*Text shown:*
☆ ☆ ☆ ☆
Pat always knew what she needed for her work, but because her experience of America was now that of an expatriate—and more or less limited to the
International Herald Tribune
, the occasional
Time
and
Newsweek
magazine, and the
National Lampoon
(she was a subscriber for a while, she told Lil Picard)—she was out of touch with the large and small shifts of custom and conversation which make all the difference in fiction. Her short story “I Despise Your Life” (first published in her collection
The Black House
in 1981) is an attempt to dramatize embattled father-son relations in the context of hip young wasters who are drugging, dancing, and living in a loft in SoHo; and whatever measures she took to ensure its accuracy were a terrible failure. The slang is decades out of date, the dialogue is unrecognizable, and not one element, including the money-based relations between the father and son, carries any more authenticity than a superficial article criticizing “the youth of today” in a supermarket tabloid. Bettina Berch, who had lengthy conversations with Pat, says: “
Newsweek
is what she based her opinion on and that's not what I consider political analysis.”
48

During Bettina's visit, Pat was trying to work up a mid-1980s Manhattan atmosphere for her novel
Found in the Street,
but she had lost Manhattan as a subject. She lost it, imaginatively, in the way that Raymond Chandler said he'd “lost Los Angeles” when he moved to La Jolla. By now, her personal experiences of American places and times, the impressions and details and behaviors she'd gathered on her nighttime prowlings of Manhattan and on her lengthy boat, train, and car journeys to Texas, New Orleans, Mexico, and Maine in the 1940s and 1950s, were no longer alive enough in her mind to be made into fiction. Sunk in depression in her rock-rimmed canton in Switzerland and too far—temporally and physically—from what she was writing about, Pat was reduced to asking Bettina Berch for the
Village Voice
newspaper and a map of New York.
49
But Pat always asked everybody for maps.
☆ ☆ ☆ ☆
*Recorded information:*

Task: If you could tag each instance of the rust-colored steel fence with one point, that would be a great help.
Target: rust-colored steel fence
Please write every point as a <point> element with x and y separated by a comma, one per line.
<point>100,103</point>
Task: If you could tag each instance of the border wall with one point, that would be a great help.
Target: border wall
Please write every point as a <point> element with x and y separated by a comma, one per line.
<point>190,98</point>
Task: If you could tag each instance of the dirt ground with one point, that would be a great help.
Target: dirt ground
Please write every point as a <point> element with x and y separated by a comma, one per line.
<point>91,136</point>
☆ ☆ ☆ ☆
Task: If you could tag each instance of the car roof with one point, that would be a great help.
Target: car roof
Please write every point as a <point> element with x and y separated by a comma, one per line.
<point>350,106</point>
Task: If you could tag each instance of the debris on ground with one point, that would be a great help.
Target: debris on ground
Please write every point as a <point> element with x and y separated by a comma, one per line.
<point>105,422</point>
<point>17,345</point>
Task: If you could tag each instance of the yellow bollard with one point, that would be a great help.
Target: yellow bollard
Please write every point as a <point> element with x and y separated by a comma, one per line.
☆ ☆ ☆ ☆
*Exercise goal:*
From the text about Pat's fiction, quote everything between "During Bettina's visit, Pat" and "of New York.", inclusive. The listing has nothing to do with this.

*Response for this exercise:*
During Bettina's visit, Pat was trying to work up a mid-1980s Manhattan atmosphere for her novel
Found in the Street,
but she had lost Manhattan as a subject. She lost it, imaginatively, in the way that Raymond Chandler said he'd “lost Los Angeles” when he moved to La Jolla. By now, her personal experiences of American places and times, the impressions and details and behaviors she'd gathered on her nighttime prowlings of Manhattan and on her lengthy boat, train, and car journeys to Texas, New Orleans, Mexico, and Maine in the 1940s and 1950s, were no longer alive enough in her mind to be made into fiction. Sunk in depression in her rock-rimmed canton in Switzerland and too far—temporally and physically—from what she was writing about, Pat was reduced to asking Bettina Berch for the
Village Voice
newspaper and a map of New York.